__Directions for this task__
Omit the images and retype the records verbatim.

__Natural-language object grounding data__
= = = = =

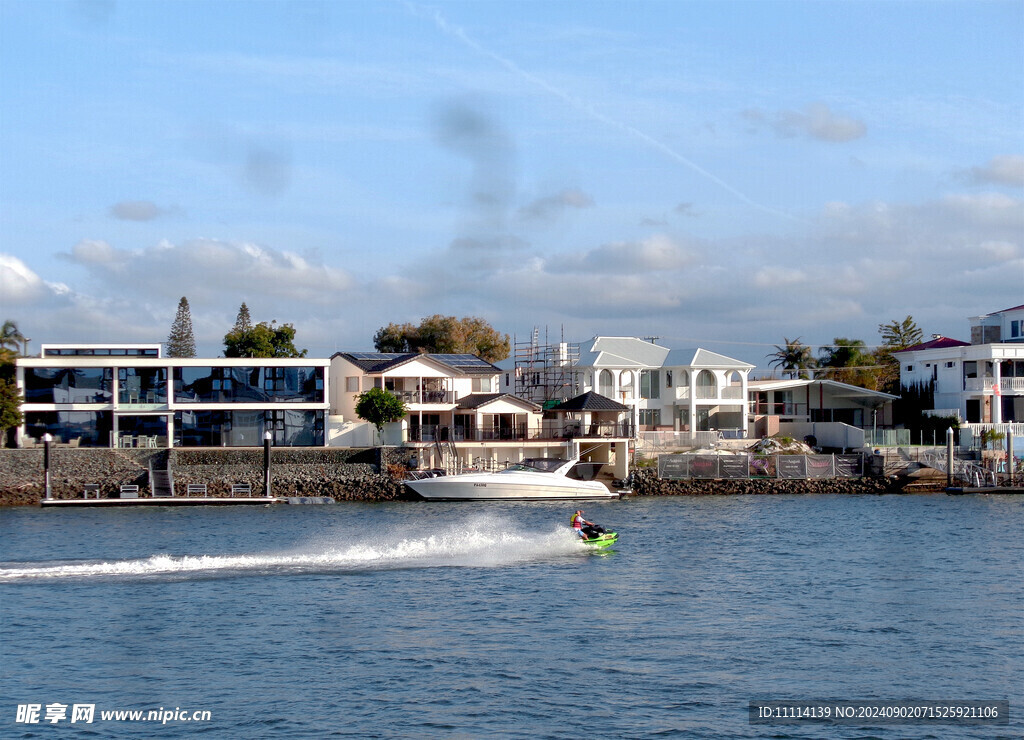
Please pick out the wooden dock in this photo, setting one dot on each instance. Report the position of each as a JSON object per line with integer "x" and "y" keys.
{"x": 984, "y": 489}
{"x": 163, "y": 502}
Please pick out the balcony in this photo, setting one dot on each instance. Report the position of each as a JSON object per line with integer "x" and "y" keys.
{"x": 1014, "y": 386}
{"x": 778, "y": 409}
{"x": 423, "y": 397}
{"x": 442, "y": 433}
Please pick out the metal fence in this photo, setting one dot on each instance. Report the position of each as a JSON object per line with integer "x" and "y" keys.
{"x": 740, "y": 467}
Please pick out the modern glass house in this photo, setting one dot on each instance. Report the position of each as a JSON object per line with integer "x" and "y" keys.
{"x": 130, "y": 395}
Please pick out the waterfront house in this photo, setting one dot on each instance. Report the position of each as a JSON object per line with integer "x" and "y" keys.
{"x": 131, "y": 395}
{"x": 459, "y": 418}
{"x": 981, "y": 381}
{"x": 826, "y": 409}
{"x": 663, "y": 390}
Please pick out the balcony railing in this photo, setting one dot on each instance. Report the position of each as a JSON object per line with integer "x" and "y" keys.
{"x": 441, "y": 433}
{"x": 422, "y": 397}
{"x": 778, "y": 409}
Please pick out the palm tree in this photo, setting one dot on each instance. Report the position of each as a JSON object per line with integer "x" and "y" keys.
{"x": 795, "y": 358}
{"x": 11, "y": 337}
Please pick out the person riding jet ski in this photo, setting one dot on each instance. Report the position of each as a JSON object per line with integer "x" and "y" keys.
{"x": 583, "y": 528}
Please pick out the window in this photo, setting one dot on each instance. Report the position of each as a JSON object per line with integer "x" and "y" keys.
{"x": 650, "y": 384}
{"x": 707, "y": 385}
{"x": 650, "y": 417}
{"x": 626, "y": 384}
{"x": 69, "y": 385}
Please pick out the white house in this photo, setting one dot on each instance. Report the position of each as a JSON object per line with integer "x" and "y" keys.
{"x": 687, "y": 390}
{"x": 458, "y": 417}
{"x": 776, "y": 403}
{"x": 982, "y": 382}
{"x": 131, "y": 395}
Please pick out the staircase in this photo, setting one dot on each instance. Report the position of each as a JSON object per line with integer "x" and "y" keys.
{"x": 448, "y": 455}
{"x": 965, "y": 472}
{"x": 161, "y": 477}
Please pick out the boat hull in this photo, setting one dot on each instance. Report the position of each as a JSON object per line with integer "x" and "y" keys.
{"x": 486, "y": 488}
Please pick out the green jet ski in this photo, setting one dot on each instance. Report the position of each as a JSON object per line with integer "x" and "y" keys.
{"x": 598, "y": 536}
{"x": 600, "y": 541}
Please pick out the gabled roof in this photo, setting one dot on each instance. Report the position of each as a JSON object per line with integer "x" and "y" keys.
{"x": 702, "y": 358}
{"x": 622, "y": 352}
{"x": 590, "y": 401}
{"x": 478, "y": 400}
{"x": 843, "y": 388}
{"x": 634, "y": 352}
{"x": 939, "y": 343}
{"x": 373, "y": 362}
{"x": 377, "y": 361}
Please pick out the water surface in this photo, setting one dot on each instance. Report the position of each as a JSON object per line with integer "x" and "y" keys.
{"x": 489, "y": 620}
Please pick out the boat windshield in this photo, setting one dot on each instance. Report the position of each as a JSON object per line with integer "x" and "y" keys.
{"x": 540, "y": 465}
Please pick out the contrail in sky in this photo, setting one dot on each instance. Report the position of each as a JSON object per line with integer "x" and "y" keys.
{"x": 576, "y": 102}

= = = = =

__Output of the exercise__
Please pick out the wooden dock in this photo, setting one dot on each instance. Report the position of each as a JSON object per line with integer "x" and "y" keys.
{"x": 984, "y": 489}
{"x": 163, "y": 502}
Please pick out the balcony in this photo, setting one dot on each instance. Report the position of each as a JSON object per line with integer "x" and "y" keys.
{"x": 1014, "y": 386}
{"x": 778, "y": 409}
{"x": 423, "y": 397}
{"x": 442, "y": 433}
Please pick out the metal fence in this photo, setting one dot on each instance. Report the position of each as a JSON object per line with integer "x" and "y" keys.
{"x": 740, "y": 467}
Please pick out the modern glass house in this photo, setting one dot on each instance. Report the position of each as a JSON object per line with integer "x" and "y" keys.
{"x": 130, "y": 395}
Please pick out the waterfront house in this photo, setting one dot on each instance. Report the position of each as a JSON object per line with integer "x" and "y" keys.
{"x": 131, "y": 395}
{"x": 459, "y": 418}
{"x": 981, "y": 381}
{"x": 826, "y": 409}
{"x": 663, "y": 390}
Please pick out the balcony railing in this photo, setting one dot on each instance. Report the position of each as a JSON object per line with integer "x" and "y" keys.
{"x": 441, "y": 433}
{"x": 422, "y": 397}
{"x": 778, "y": 409}
Please pick out the palm tree in this photo, setting one dot on each instance. Report the position of each as a JSON object per line with integer "x" and "y" keys.
{"x": 795, "y": 358}
{"x": 11, "y": 337}
Please pick out the person riding jet ski in this photo, setting one dot on each instance. Report the position of each as a JSON object per line with integer "x" and "y" keys.
{"x": 583, "y": 528}
Please pick out the window in this photo, setting one dot on each instance. Report the position of each as a JSON object per line with integer "x" and "y" keys.
{"x": 650, "y": 384}
{"x": 707, "y": 385}
{"x": 650, "y": 417}
{"x": 626, "y": 384}
{"x": 69, "y": 385}
Please pick out the white house in this photo, setting one dot on each instance. Report the position of each as a JSON object per line with integer "x" and "y" keys.
{"x": 687, "y": 390}
{"x": 458, "y": 417}
{"x": 776, "y": 403}
{"x": 982, "y": 382}
{"x": 131, "y": 395}
Please pick out the staircase in this photo, setting one dot on each instance. Report the position of each as a JSON object per line with integer "x" and "y" keys.
{"x": 448, "y": 455}
{"x": 965, "y": 472}
{"x": 161, "y": 477}
Please pick out the boat hull in this photo, setting one dot on each instance. Report the position of each as a JSON object per line with integer "x" and "y" keys.
{"x": 486, "y": 488}
Please pick out the green jet ski in this photo, setting one dot on each instance. Report the position of each as a JSON object per line with integer "x" and "y" keys.
{"x": 598, "y": 536}
{"x": 600, "y": 541}
Please pick out the gabled roof in this photo, setting one dot on each instance. Report the position of each as a JSON object per line with integer "x" and "y" keys.
{"x": 702, "y": 358}
{"x": 622, "y": 352}
{"x": 590, "y": 401}
{"x": 478, "y": 400}
{"x": 843, "y": 388}
{"x": 634, "y": 352}
{"x": 939, "y": 343}
{"x": 373, "y": 362}
{"x": 377, "y": 361}
Please pick out the water surface in this photo, setting one dot on each instance. Report the position of each as a JSON object per line with integer "x" and "y" keys.
{"x": 489, "y": 620}
Please pick out the boat windshield in this photo, setting one dot on each instance. Report the position of each as a JSON object per line with integer "x" and "y" keys.
{"x": 540, "y": 465}
Please pick out the contrail in sky in this photo, setting one dot on each instance. Report the position of each as a JSON object per line with integer "x" and "y" keys.
{"x": 576, "y": 102}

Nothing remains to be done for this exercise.